Dataset excerpt:
_ _ _ _

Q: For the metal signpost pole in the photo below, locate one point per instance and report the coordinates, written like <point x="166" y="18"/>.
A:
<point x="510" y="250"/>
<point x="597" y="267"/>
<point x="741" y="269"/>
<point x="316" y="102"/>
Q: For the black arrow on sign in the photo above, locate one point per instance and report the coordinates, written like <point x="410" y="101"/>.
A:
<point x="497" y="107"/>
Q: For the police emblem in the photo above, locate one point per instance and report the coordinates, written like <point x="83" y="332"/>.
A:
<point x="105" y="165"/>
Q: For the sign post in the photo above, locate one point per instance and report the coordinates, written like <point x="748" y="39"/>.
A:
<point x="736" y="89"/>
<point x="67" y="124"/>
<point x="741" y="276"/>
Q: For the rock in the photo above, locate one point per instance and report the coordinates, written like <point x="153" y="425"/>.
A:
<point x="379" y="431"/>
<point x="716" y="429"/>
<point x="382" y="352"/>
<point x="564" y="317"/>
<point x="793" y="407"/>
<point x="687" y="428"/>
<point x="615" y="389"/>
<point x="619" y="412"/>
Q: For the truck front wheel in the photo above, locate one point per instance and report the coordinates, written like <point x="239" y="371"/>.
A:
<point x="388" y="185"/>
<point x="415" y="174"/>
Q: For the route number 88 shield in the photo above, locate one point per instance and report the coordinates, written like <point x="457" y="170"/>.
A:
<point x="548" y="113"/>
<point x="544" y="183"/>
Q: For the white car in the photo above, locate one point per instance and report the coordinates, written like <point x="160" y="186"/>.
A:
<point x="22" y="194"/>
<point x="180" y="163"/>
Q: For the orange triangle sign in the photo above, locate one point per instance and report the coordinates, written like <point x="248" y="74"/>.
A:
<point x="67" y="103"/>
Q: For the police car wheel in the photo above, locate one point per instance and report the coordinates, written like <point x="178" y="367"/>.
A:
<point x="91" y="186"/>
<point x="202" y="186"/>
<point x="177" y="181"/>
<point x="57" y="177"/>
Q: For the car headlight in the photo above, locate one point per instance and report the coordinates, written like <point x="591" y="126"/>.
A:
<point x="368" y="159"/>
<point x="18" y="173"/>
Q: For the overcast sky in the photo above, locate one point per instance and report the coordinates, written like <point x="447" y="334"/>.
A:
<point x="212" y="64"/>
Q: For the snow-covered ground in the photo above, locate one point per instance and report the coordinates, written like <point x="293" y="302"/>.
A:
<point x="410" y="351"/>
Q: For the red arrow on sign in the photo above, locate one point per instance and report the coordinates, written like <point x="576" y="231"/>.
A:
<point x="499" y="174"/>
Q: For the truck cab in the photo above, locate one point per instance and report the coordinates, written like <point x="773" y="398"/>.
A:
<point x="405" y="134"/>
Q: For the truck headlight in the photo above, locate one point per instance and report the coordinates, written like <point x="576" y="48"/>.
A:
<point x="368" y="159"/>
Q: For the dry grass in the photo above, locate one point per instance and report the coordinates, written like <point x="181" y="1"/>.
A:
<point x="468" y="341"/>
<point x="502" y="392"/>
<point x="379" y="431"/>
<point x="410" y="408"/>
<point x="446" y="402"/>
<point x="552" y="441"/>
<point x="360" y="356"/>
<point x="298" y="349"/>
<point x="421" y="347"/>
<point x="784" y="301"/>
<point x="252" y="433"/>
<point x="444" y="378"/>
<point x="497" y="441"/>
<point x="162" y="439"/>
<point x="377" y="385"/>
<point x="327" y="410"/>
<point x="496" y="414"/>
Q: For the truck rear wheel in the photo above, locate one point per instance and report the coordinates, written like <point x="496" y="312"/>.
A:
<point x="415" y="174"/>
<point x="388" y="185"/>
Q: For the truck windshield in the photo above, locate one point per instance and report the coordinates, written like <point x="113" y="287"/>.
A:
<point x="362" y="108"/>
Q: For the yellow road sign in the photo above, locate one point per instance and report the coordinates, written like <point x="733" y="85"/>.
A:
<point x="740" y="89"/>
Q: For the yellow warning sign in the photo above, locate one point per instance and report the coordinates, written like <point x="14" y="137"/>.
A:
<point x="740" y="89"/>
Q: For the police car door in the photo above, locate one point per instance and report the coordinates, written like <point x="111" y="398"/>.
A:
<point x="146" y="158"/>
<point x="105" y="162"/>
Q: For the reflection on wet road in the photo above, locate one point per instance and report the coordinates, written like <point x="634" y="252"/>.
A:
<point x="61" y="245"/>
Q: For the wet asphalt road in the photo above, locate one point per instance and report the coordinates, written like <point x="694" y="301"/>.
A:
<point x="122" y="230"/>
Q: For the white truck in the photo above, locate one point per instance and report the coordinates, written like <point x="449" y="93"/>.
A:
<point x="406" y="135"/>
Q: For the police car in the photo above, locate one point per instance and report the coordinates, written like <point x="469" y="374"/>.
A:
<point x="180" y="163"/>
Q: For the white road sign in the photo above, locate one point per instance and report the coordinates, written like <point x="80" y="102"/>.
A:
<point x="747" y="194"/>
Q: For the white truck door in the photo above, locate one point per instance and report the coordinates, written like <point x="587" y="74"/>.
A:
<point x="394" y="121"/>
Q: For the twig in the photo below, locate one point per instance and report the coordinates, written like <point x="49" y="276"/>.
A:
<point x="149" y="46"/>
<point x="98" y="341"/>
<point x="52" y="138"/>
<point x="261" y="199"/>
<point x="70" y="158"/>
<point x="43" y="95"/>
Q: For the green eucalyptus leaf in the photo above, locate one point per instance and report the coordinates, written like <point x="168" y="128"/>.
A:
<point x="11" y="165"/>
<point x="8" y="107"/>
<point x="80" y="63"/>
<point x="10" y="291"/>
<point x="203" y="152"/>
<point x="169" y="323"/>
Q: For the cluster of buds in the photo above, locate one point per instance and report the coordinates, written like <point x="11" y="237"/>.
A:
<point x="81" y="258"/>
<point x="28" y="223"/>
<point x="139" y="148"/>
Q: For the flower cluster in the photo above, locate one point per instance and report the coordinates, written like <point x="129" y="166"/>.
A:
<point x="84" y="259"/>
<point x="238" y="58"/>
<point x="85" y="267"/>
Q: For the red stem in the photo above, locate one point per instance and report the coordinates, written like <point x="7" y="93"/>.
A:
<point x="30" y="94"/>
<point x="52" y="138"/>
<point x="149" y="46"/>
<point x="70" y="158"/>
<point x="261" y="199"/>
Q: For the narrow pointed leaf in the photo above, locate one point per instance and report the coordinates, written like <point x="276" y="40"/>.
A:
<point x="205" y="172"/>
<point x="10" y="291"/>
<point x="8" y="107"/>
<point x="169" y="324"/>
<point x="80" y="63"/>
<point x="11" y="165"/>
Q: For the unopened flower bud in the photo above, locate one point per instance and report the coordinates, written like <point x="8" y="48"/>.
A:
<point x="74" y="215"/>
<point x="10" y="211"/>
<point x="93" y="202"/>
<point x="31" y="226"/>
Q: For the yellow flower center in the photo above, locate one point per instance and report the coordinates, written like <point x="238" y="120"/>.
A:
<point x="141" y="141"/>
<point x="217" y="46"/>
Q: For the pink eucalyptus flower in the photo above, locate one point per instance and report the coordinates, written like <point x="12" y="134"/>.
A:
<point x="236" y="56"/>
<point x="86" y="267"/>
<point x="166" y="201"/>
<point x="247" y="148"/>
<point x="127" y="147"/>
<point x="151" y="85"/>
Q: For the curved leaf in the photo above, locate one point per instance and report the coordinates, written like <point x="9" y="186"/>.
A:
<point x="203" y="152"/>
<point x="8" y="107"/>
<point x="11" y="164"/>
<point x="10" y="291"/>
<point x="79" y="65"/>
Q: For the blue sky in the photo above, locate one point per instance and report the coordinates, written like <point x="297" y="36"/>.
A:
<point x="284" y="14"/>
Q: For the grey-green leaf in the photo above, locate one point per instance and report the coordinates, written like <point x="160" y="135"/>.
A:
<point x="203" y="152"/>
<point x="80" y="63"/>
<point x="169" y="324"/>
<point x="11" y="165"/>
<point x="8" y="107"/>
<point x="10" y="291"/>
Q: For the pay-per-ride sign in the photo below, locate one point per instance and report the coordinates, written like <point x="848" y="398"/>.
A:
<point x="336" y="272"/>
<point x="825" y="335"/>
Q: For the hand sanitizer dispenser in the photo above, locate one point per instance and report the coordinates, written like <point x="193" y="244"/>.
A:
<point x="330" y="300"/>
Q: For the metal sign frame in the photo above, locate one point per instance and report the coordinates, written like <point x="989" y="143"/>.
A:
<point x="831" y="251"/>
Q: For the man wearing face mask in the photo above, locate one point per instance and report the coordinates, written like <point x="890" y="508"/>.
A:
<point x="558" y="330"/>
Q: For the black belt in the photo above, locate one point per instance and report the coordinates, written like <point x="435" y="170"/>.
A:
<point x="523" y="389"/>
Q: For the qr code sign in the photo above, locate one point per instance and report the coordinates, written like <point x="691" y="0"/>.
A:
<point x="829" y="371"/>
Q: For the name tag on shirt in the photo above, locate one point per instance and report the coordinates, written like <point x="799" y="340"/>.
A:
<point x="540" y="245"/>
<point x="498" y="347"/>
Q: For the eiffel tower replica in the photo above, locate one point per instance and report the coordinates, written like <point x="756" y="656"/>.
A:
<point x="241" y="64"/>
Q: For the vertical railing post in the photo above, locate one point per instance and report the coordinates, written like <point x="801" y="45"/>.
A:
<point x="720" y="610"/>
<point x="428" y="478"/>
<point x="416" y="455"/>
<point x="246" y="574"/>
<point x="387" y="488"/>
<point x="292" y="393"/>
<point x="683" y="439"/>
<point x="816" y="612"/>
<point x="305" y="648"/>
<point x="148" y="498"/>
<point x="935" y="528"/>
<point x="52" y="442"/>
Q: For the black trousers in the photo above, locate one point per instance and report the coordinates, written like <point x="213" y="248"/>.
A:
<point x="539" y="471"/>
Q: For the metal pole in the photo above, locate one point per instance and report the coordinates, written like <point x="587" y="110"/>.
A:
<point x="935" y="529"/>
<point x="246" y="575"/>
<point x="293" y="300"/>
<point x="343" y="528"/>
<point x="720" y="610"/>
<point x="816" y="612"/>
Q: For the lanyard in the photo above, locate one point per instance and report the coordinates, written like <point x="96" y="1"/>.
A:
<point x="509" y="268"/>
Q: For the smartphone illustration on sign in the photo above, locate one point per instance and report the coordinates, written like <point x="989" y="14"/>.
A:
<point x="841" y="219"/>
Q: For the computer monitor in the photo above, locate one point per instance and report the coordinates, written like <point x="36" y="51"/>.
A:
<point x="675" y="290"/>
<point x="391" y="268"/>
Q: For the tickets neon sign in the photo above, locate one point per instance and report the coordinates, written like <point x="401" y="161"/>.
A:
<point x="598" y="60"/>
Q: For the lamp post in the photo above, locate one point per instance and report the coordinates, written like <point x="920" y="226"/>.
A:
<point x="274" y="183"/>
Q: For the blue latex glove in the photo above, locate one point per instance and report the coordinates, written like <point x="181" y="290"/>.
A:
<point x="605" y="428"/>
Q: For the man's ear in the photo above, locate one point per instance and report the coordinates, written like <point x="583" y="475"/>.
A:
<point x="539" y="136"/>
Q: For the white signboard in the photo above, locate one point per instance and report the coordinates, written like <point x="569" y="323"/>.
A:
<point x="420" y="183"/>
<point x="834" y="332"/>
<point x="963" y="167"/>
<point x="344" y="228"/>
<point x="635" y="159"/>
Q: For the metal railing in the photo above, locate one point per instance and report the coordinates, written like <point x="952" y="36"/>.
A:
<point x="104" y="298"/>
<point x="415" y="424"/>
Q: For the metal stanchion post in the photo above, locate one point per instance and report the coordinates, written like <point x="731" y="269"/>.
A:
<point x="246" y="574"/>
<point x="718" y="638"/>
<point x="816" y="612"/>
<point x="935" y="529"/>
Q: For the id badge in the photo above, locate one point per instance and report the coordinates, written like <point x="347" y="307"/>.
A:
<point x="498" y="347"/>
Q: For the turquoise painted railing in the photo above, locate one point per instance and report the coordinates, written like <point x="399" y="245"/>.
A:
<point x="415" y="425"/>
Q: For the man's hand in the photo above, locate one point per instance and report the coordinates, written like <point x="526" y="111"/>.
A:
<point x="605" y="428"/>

_ _ _ _

### Required task
Transcribe exactly the line containing "Q: For the man's ear" and all remaining lines of the material, ending with the last one.

### Correct result
Q: For the man's ear in the photo above, locate one point per instance and report the coordinates, written like <point x="583" y="475"/>.
A:
<point x="539" y="136"/>
Q: For the white signboard in the photo above, locate one point per instance and report the coordinates, written like <point x="569" y="323"/>.
A:
<point x="420" y="183"/>
<point x="834" y="332"/>
<point x="963" y="167"/>
<point x="344" y="228"/>
<point x="635" y="159"/>
Q: For the metal railing in the photo above, locate one point per instance and report the coordinates, written like <point x="952" y="36"/>.
A:
<point x="104" y="298"/>
<point x="415" y="424"/>
Q: For the metal stanchion post in the photo above, locate one point per instance and report the coordinates, written like <point x="731" y="269"/>.
A:
<point x="246" y="574"/>
<point x="718" y="638"/>
<point x="816" y="612"/>
<point x="935" y="529"/>
Q: For the id badge in the photo above, locate one point per instance and report the coordinates, written like <point x="347" y="307"/>.
A:
<point x="498" y="347"/>
Q: For the turquoise painted railing in the photo above, locate one point per instance and report the coordinates, written like <point x="399" y="245"/>.
A:
<point x="415" y="425"/>
Q: For the man's hand in the photo above, locate one point per instance and report the coordinates, written like <point x="526" y="111"/>.
A:
<point x="605" y="428"/>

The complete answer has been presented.